RECORD SET start
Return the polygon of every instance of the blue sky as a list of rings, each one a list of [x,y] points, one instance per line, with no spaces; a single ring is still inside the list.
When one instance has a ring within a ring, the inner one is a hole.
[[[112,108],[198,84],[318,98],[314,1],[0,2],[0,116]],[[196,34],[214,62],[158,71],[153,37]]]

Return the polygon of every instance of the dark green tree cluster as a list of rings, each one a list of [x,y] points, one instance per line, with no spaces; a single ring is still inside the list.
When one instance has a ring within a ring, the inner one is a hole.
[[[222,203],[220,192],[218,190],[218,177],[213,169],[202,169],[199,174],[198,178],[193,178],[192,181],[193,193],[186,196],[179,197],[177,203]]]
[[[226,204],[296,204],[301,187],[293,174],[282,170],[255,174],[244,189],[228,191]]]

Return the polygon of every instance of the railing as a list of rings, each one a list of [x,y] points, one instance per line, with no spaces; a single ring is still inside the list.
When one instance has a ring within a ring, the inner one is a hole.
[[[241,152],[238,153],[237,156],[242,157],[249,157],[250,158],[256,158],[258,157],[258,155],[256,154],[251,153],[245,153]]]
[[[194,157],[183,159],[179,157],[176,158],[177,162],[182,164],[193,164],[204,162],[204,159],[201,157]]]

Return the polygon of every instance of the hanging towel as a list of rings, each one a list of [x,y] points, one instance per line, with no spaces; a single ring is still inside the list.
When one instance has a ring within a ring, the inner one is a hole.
RECORD SET end
§ YOUR OBJECTIVE
Your task is to quote all of the data word for word.

§ TASK SOLUTION
Return the polygon of every instance of the blue sky as a list of rings, each one a list of [x,y] points, one instance per line, with no spaces; a single ring is still inside the list.
When one instance has a ring within a ring, the inner one is a hole.
[[[112,108],[198,84],[318,98],[314,1],[0,2],[0,116]],[[196,34],[214,62],[158,71],[153,37]]]

Return the polygon of every instance of the dark green tree cluster as a list of rings, each one a list of [x,y] points, one instance per line, with no spaces; a single ring is still inside the list.
When one instance has a ring within a ring, the inner one is a hole.
[[[222,203],[220,192],[218,190],[218,177],[213,169],[202,169],[199,174],[198,178],[193,178],[192,181],[193,193],[186,196],[179,197],[177,203]]]
[[[226,204],[296,204],[301,187],[293,174],[282,170],[255,174],[244,189],[228,191]]]

Return the polygon of every instance of the railing as a list of rings, each one a list of [x,y] points, one instance per line, with no spaces; a single ring is still inside the list.
When one instance has a ring within a ring, the inner one is a hole.
[[[241,152],[238,153],[237,156],[242,157],[249,157],[250,158],[256,158],[258,157],[258,155],[256,154],[251,153],[245,153]]]
[[[194,157],[183,159],[179,157],[176,158],[177,162],[182,164],[193,164],[204,162],[204,159],[201,157]]]

Return the polygon of every instance of the hanging towel as a list of rings, each one a list of [x,y] points, one instance per line, with no spaces; a single ring is still inside the list.
When one instance has a ring within a ring, the inner one is a hole.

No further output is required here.